(SUPPLIED RECORDS):
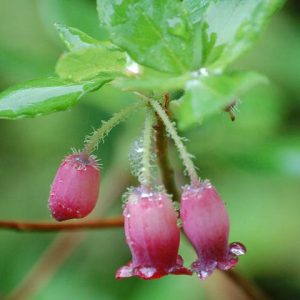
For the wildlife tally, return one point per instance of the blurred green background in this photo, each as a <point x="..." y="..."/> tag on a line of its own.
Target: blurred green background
<point x="254" y="162"/>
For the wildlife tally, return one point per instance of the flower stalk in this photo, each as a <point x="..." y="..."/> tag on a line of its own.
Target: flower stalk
<point x="98" y="136"/>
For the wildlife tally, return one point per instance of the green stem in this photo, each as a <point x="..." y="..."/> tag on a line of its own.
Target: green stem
<point x="146" y="159"/>
<point x="185" y="156"/>
<point x="93" y="141"/>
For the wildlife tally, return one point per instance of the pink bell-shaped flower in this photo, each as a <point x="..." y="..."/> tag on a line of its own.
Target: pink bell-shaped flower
<point x="152" y="235"/>
<point x="206" y="224"/>
<point x="75" y="188"/>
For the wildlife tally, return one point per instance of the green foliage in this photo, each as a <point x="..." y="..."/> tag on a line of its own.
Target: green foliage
<point x="155" y="33"/>
<point x="206" y="95"/>
<point x="169" y="42"/>
<point x="40" y="97"/>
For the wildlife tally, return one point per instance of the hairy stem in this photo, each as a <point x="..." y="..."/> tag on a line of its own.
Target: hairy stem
<point x="23" y="226"/>
<point x="185" y="156"/>
<point x="162" y="154"/>
<point x="101" y="133"/>
<point x="146" y="159"/>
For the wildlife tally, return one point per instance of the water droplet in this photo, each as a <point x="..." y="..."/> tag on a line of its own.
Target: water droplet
<point x="147" y="272"/>
<point x="177" y="27"/>
<point x="237" y="249"/>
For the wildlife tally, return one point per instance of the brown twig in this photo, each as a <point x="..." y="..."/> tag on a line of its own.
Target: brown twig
<point x="24" y="226"/>
<point x="162" y="153"/>
<point x="46" y="266"/>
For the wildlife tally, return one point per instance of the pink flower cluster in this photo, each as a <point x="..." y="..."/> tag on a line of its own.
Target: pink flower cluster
<point x="151" y="222"/>
<point x="153" y="236"/>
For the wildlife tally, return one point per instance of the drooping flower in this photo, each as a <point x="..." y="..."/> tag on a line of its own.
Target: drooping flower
<point x="75" y="188"/>
<point x="206" y="224"/>
<point x="152" y="235"/>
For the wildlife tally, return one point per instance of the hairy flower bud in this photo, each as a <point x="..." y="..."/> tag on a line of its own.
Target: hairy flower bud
<point x="75" y="188"/>
<point x="206" y="224"/>
<point x="152" y="235"/>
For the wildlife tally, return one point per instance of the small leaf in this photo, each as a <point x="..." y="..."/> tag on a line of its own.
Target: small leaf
<point x="44" y="96"/>
<point x="155" y="33"/>
<point x="74" y="38"/>
<point x="231" y="27"/>
<point x="151" y="81"/>
<point x="206" y="95"/>
<point x="196" y="9"/>
<point x="87" y="63"/>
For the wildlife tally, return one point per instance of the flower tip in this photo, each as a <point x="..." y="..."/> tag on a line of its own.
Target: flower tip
<point x="149" y="273"/>
<point x="75" y="188"/>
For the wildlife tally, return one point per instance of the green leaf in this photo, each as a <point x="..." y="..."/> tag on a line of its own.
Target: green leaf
<point x="40" y="97"/>
<point x="207" y="95"/>
<point x="74" y="38"/>
<point x="196" y="9"/>
<point x="231" y="27"/>
<point x="151" y="80"/>
<point x="155" y="33"/>
<point x="87" y="63"/>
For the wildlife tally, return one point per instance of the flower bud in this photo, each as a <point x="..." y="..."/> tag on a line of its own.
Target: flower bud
<point x="152" y="235"/>
<point x="75" y="188"/>
<point x="206" y="224"/>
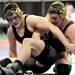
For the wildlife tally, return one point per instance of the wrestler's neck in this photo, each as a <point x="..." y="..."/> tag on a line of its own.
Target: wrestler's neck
<point x="22" y="24"/>
<point x="64" y="23"/>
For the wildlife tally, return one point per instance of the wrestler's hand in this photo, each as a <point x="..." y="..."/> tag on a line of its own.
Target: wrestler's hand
<point x="70" y="48"/>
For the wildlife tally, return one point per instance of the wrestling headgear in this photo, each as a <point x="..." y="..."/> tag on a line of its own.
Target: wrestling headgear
<point x="59" y="8"/>
<point x="14" y="7"/>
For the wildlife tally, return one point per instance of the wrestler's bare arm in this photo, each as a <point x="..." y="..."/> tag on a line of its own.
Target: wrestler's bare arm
<point x="42" y="23"/>
<point x="12" y="43"/>
<point x="70" y="34"/>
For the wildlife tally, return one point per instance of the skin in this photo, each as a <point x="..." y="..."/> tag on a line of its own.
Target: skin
<point x="69" y="34"/>
<point x="38" y="26"/>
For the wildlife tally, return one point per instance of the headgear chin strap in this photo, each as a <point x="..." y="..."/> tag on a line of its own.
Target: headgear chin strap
<point x="59" y="8"/>
<point x="13" y="7"/>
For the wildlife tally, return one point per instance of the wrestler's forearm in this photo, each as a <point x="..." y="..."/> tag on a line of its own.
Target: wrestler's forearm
<point x="57" y="32"/>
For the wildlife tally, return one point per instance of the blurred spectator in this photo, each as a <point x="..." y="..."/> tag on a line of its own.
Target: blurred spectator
<point x="69" y="10"/>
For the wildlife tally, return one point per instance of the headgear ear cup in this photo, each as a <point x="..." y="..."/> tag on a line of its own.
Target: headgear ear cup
<point x="58" y="7"/>
<point x="13" y="7"/>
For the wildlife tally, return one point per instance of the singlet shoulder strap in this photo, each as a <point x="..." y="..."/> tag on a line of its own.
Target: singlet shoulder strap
<point x="71" y="22"/>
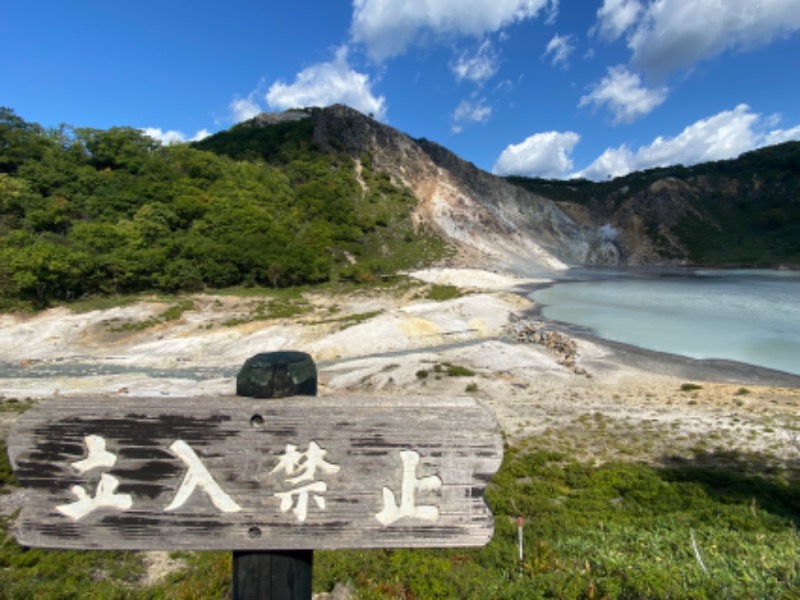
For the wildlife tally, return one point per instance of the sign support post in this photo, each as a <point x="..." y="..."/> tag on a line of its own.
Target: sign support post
<point x="275" y="575"/>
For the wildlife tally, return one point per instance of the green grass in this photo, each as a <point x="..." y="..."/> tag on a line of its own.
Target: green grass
<point x="620" y="530"/>
<point x="690" y="387"/>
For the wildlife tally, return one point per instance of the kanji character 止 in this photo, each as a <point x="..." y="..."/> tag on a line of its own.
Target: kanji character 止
<point x="407" y="508"/>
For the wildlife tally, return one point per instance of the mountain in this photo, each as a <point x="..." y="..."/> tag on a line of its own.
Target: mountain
<point x="324" y="194"/>
<point x="740" y="212"/>
<point x="491" y="222"/>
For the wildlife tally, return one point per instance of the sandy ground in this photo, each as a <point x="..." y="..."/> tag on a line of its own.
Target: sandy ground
<point x="629" y="404"/>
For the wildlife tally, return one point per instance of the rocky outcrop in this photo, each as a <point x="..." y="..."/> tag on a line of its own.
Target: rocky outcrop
<point x="538" y="332"/>
<point x="744" y="211"/>
<point x="494" y="223"/>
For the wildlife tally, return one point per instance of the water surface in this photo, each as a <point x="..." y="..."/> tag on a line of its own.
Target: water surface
<point x="750" y="316"/>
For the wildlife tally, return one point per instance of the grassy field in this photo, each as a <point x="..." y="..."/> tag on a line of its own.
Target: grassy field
<point x="698" y="528"/>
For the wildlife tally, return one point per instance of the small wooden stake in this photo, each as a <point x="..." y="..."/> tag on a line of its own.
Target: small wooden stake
<point x="287" y="574"/>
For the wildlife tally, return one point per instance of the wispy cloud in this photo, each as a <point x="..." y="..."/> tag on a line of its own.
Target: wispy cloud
<point x="328" y="83"/>
<point x="545" y="154"/>
<point x="669" y="35"/>
<point x="560" y="47"/>
<point x="174" y="137"/>
<point x="623" y="93"/>
<point x="615" y="17"/>
<point x="724" y="135"/>
<point x="477" y="67"/>
<point x="388" y="27"/>
<point x="470" y="111"/>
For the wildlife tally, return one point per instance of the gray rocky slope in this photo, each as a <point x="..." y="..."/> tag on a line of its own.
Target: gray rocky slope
<point x="494" y="223"/>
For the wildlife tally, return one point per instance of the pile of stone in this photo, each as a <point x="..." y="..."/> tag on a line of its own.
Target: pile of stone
<point x="525" y="331"/>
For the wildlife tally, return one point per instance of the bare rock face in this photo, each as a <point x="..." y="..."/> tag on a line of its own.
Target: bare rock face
<point x="495" y="223"/>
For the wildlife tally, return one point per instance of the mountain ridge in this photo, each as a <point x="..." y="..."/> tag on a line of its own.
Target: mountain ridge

(EXERCISE):
Each line that holds the string "ridge" is to be copied from the entries above.

(ANSWER AREA):
For the wildlife tally, return one point per instance of the mountain ridge in this photo, each as a <point x="..." y="..."/> tag on a line of its own.
Target: mountain ridge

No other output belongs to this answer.